GIVEN INSTRUCTION >>
Read the benchmarking script post below and decide whether each statement agrees with it. Answer yes or no for each and quote the words of the post that decide it.
1. The script records start and end times in a file named "timing.txt".
2. The parameter given to run.bat is the folder that holds the EAH files.
3. The author considers both ways of getting the CPU time to be clean.

REM ------ Emit a speaker beep upon completion -----
beep.bat

IF EXIST HierarchicalSearch.exe ( DEL HierarchicalSearch.exe )

Don’t say I didn’t warm you that you will laugh…

Does just a little file cleaning, and managing of the history of stderr files as the Unix script.
Will issue a file "timing.txt" with the start and end time, corresponding to the
"real" time. And it will log it between different runs.Sorry, you'll need to do a little math for now.
This should be enough to compare 2 apps versions, if you don't decide to recompress your entire AVI porn collection in parallel as running the benchmarks.
To run it, copy it to the same directory as the EAH files you downloaded (the Zip at the end of the post). Here it's "C:\\Program Files\\BOINC\\projects\\refwuXP".
Copy the EAH apps you want to test in this folder as well. For example "einstein_S5R3_4.46_windows_intelx86_1.exe"
Then edit the PATH ( at the beginning of the script if needed), then open a DOS shell (with Start->execute ; type CMD or via windows shortcuts).
Move to the folder: CD "C:\\Program Files\\BOINC\\projects\\refwuXP" or any other one chosen.
Then type: run.bat "einstein_S5R3_4.46_windows_intelx86_1.exe"
The parameter is the name of the EAH you want to test. Here the 4.46 SSe one.

--------

In order to make a clean comparison, some would want to get the CPU time actually consumed by the app. Sorry, both of theses methods are not really clean, but if someone finds a better way, he's welcome. ;)

VERSION 1 :

I made a second script to monitor the EAH thread:


@echo off
SET PATH="C:\\Program Files\\BOINC\\projects\\refwuXP;C:\\WINDOWS\\system32\\dllcache;C:\\WINDOWS\\system32"

Location identification items >>

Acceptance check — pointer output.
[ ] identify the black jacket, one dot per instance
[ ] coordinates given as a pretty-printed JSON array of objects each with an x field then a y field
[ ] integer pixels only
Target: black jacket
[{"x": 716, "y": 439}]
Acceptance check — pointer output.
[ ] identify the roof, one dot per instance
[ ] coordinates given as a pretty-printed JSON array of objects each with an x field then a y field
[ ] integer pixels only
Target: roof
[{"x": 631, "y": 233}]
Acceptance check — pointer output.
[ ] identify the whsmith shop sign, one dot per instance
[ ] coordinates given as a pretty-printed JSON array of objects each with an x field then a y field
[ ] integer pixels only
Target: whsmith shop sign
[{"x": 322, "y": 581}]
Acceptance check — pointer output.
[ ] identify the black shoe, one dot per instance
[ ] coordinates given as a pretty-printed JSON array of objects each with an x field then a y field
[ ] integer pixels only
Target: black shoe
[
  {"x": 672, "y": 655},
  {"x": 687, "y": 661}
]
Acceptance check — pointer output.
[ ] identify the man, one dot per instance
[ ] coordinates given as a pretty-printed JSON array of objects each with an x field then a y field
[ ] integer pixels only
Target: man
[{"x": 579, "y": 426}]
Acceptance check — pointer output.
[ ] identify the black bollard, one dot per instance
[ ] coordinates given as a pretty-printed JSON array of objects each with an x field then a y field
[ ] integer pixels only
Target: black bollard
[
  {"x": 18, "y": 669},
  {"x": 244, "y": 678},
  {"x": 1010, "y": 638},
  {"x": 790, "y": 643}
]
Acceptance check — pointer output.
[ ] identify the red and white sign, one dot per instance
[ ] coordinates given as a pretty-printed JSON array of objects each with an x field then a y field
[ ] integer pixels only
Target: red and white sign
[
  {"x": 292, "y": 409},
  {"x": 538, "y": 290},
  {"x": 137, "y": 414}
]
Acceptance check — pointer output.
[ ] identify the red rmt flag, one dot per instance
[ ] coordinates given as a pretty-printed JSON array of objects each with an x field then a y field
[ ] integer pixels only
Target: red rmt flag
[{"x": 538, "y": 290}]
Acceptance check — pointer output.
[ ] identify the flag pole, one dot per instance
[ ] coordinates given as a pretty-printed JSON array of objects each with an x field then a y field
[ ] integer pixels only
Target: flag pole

REPLY TO THE TASK >>
1. Yes: "Will issue a file "timing.txt" with the start and end time"
2. No: "The parameter is the name of the EAH you want to test."
3. No: "are not really clean"